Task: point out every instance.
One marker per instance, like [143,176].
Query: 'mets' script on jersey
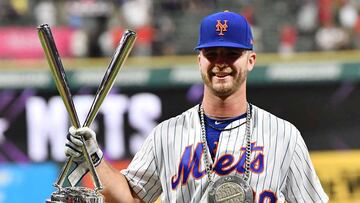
[171,163]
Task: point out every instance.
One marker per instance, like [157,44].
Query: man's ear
[251,60]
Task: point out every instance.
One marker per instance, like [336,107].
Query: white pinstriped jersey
[170,162]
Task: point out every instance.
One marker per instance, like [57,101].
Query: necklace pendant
[230,189]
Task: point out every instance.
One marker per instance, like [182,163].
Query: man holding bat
[221,150]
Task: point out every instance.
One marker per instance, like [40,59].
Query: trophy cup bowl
[76,195]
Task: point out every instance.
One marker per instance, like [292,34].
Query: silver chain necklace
[247,149]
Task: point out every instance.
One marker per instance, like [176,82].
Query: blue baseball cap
[225,29]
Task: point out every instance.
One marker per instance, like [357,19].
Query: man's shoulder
[181,119]
[266,116]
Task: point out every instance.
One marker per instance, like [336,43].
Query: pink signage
[23,42]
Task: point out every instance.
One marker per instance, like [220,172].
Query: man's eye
[234,54]
[210,55]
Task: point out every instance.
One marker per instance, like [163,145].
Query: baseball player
[222,150]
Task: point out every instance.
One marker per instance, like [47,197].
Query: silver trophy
[81,194]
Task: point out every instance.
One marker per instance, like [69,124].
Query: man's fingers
[71,150]
[75,139]
[85,132]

● ● ● ●

GIVEN REQUEST: Copy the lines above, replacing "Query" with "Look for" everywhere it appears and changing nothing else. Leave out the pictures.

SOLUTION TO THIS TASK:
Task: point out every instance.
One marker per instance, like [143,176].
Look for: 'mets' script on jersey
[171,163]
Task: point out every instance.
One marker per instance, like [157,44].
Look for: man's ear
[251,60]
Task: point out every instance.
One marker per instance, like [336,107].
Look for: white pinstriped jersey
[170,162]
Task: point out every instance.
One marker per instance, like [57,101].
Look for: necklace pendant
[230,189]
Task: point out every instance.
One marker per instance, like [182,163].
Look for: man holding bat
[221,150]
Task: point out every instance.
One marker per instance, like [40,59].
Look for: trophy cup bowl
[76,195]
Task: point out every instance.
One marker per instance, like [292,34].
Look for: silver chain necklace
[247,149]
Task: point out every instance.
One marker per instance, like [176,82].
Look for: blue baseball cap
[225,29]
Task: point out every instance.
One marker per instance, like [357,19].
Look for: man's shoulder
[181,119]
[266,116]
Task: point out every instance.
One marker per instance, like [336,43].
Look for: pink signage
[23,42]
Task: point out every instance.
One marker per instance, like [220,172].
Look for: man's eye
[234,54]
[210,55]
Task: point out every instance.
One marker per instance, like [163,145].
Look for: baseball player
[222,150]
Task: point out every instance.
One marker per instance, like [47,197].
Look for: silver trophy
[81,194]
Task: point out every instance.
One marker per instance, like [69,124].
Look for: man's fingers
[71,150]
[75,139]
[85,132]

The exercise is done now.